- Set exercise 1
Locate and copy every line in the entries that contains the word "panel". Case counts.
::: Extracted text
Christmas comes but once a year

by andrew.mcnulty / 17 December, 2011
David Hill remembers an English Christmas of snow, electric fires and surface mail.


Long, long ago, in a youth far, far away, Beth and I spent a Christmas in England. I’d milked my university degree to get a job teaching at a new high school that catered for the sons of Saudi/Egyptian businessmen. Beth milked hers to get a job cleaning rooms in an old hotel that catered for the families of London holidaymakers.

We knew our English Christmas was going to be a special one. We’d already given ourselves an advance pressie: she was 7lb 2oz, with Beth’s eyes and my opposed thumbs. We told far-off families all about her in thin blue weekly aerogrammes. We had bought and mailed our Christmas cards. I’d walked down to the bright red postbox, pausing at the Saucy Sailor to ask for directions. I’d walked back to our dull brown semi-detached, pausing at the Shaucy Shailor to ashk for …

A week before December 25, snow fell. Excited cries of “White Christmas!” were heard. Within 12 hours, passing trucks revving up and passing drunks throwing up had turned long stretches into a Grey or Orange-Yellow Christmas.

Traditional English reserve evaporated as Xmas Hour approached. Neighbours who’d never done more than nod to us in passing invited us over for mince pies and sherry. The postie knocked, then stood outside, whistling and sorting letters, till one of us opened the door and handed him a small seasonal something. The milk-boy clinked bottles for five minutes, and the dustman lifted then banged down the bin lid 14 times till we proffered the same gratuity.
::::::
::: Items
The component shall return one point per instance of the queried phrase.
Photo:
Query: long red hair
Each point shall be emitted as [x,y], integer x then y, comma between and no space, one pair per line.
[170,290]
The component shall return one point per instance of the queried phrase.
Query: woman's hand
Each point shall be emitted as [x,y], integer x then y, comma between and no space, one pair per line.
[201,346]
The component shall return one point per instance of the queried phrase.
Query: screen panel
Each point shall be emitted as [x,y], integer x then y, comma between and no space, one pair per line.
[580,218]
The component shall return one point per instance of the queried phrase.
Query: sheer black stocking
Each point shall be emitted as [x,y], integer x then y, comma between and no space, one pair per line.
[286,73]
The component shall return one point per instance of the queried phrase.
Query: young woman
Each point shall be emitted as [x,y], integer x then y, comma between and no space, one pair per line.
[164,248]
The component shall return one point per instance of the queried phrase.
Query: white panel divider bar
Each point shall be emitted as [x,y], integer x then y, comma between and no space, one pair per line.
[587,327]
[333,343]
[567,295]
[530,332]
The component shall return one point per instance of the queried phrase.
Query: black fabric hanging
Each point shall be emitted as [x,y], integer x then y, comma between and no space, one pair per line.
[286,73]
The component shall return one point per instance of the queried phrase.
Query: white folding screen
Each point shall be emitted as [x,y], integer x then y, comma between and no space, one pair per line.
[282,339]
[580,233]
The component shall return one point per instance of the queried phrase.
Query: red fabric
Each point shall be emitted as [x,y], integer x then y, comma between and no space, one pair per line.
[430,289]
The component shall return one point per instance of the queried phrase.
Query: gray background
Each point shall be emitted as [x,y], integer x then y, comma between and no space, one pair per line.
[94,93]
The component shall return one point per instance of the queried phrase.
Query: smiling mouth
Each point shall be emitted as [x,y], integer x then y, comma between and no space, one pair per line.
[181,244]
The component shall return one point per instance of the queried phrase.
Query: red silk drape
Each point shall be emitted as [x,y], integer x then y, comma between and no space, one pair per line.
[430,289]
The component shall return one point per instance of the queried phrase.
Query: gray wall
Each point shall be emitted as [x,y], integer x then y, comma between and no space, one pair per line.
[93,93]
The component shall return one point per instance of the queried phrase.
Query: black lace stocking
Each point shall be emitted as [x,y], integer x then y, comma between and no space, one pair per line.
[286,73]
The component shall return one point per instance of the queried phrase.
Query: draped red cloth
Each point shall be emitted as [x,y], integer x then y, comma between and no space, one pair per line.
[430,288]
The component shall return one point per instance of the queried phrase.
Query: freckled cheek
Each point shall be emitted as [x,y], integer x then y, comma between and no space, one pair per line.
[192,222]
::::::
- Set exercise 2
Name each worker who, in the Christmas essay, calls at the house and is given a seasonal gratuity.

- Full solution 1
Query: screen panel
Query: white panel divider bar

- Full solution 2
The postie, the milk-boy and the dustman.